→ **Passage for review**
■ ■ ■

Kylyssa, So you rely on many different cues all together and make a process out of identification! This is a great example of how much behind the scenes work may need to be done for something that NT's take for granted as easy and instantaneous. I'm glad that you brought up the fact that there are certain clues like eyeglasses, that you have learned the hard way not to rely on. It still floors me how many people think that just because someone is on the spectrum they can't learn. You have obviously learned through a process of elimination to come up with a system that works for you. Thank you for sharing your insights.


Kylyssa profile image

Kylyssa 8 months ago from Overlooking a meadow near Grand Rapids, Michigan, USA

Voices change less, so I usually wait for a person to speak before I use the name of the person he or she seems most likely to be. I use lots of physical cues such as the way a person moves, his or her language use and accent, and mode of dress. I also compare limb proportions to my memories because limb proportions don't seem to change in adults. Unfortunately, I can only clearly see limb proportions when the person is wearing thin, relatively close-fitting clothing so it seldom works in the winter.

I only use distinguishing marks if they are likely to be permanent. For instance, I won't expect someone to still have a sunburn the next time I see her, but I can be fairly sure she'll still have a mole.

I seldom use hairstyles, facial hair, eyeglasses, accessories, or medical appliances as clues because all of those can change quickly and radically. I got into trouble using eyeglasses to identify my uncle when I was a preteen. I got in trouble with each of the criteria I no longer use, each in it's own unique and horribly embarrassing situation.

Often, I just get stuck with the awkward situations and people often take it as a slight when I don't recognize them. Visual recognition of cues can be tricky when people change so much and, in Michigan, bundle up for a third of the year. I do very well with voices, but background noise can make it difficult as I have unilateral deafness. I deal with the errors by apologizing a lot.

■ ■ ■

→ **What the task requires**
Copy the comment on recognizing people from "Kylyssa 8 months ago" up to and including "have a mole.", changing "limb proportions" to "arm and leg proportions" throughout.

Stored data entries:
■ ■ ■

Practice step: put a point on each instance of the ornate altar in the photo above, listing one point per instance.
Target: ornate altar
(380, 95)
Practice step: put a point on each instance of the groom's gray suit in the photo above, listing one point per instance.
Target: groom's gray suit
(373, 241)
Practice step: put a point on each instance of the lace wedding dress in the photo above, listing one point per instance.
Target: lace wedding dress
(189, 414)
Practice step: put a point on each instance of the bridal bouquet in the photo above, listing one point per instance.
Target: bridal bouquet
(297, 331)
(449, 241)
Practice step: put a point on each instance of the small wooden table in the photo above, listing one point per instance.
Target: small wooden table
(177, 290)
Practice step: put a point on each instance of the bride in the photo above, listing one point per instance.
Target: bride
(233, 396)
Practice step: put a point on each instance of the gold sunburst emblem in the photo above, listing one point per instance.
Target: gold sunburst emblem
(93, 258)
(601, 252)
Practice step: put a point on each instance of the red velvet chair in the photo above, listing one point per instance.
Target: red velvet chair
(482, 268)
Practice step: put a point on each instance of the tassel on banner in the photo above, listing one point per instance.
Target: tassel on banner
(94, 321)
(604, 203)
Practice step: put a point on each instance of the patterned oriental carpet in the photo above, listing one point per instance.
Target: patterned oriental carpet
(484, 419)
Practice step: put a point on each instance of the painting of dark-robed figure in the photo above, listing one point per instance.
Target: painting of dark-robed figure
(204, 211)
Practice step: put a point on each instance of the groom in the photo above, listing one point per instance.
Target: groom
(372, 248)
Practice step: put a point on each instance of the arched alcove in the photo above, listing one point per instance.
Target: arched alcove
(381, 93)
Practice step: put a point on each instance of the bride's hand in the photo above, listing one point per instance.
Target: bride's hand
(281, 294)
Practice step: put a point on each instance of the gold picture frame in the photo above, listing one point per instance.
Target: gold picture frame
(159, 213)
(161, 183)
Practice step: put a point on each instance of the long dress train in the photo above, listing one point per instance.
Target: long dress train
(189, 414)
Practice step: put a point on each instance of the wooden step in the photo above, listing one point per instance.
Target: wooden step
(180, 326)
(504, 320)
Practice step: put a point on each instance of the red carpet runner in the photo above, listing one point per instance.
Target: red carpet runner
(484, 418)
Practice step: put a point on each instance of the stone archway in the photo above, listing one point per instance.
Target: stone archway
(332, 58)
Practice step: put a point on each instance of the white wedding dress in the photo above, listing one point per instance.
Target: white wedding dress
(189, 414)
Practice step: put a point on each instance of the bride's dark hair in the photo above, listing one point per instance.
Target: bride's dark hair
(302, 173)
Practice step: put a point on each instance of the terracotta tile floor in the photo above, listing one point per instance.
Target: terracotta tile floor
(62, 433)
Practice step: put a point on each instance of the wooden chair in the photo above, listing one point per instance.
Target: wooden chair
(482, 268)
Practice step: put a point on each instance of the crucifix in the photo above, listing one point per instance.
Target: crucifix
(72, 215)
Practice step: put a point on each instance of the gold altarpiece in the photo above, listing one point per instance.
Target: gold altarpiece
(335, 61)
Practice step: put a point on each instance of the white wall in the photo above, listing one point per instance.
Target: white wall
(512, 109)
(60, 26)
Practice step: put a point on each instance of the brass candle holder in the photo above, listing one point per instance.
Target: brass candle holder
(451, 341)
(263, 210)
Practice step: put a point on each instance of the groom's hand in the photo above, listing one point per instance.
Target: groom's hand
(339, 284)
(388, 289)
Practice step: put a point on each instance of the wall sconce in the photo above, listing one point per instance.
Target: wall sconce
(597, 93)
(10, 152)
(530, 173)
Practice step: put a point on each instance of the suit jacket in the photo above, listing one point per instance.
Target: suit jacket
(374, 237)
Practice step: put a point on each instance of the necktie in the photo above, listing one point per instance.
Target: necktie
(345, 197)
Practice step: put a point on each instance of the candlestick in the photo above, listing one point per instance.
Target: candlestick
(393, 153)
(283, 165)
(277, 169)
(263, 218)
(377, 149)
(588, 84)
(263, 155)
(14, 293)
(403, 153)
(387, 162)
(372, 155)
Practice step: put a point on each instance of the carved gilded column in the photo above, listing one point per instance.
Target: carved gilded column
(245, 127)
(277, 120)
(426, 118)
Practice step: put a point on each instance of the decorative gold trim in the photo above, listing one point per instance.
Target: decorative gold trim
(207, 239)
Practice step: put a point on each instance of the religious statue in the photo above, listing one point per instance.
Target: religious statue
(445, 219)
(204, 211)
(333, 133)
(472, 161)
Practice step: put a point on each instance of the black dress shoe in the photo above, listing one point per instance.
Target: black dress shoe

■ ■ ■

→ **Reply to the task**
Kylyssa 8 months ago from Overlooking a meadow near Grand Rapids, Michigan, USA

Voices change less, so I usually wait for a person to speak before I use the name of the person he or she seems most likely to be. I use lots of physical cues such as the way a person moves, his or her language use and accent, and mode of dress. I also compare arm and leg proportions to my memories because arm and leg proportions don't seem to change in adults. Unfortunately, I can only clearly see arm and leg proportions when the person is wearing thin, relatively close-fitting clothing so it seldom works in the winter.

I only use distinguishing marks if they are likely to be permanent. For instance, I won't expect someone to still have a sunburn the next time I see her, but I can be fairly sure she'll still have a mole.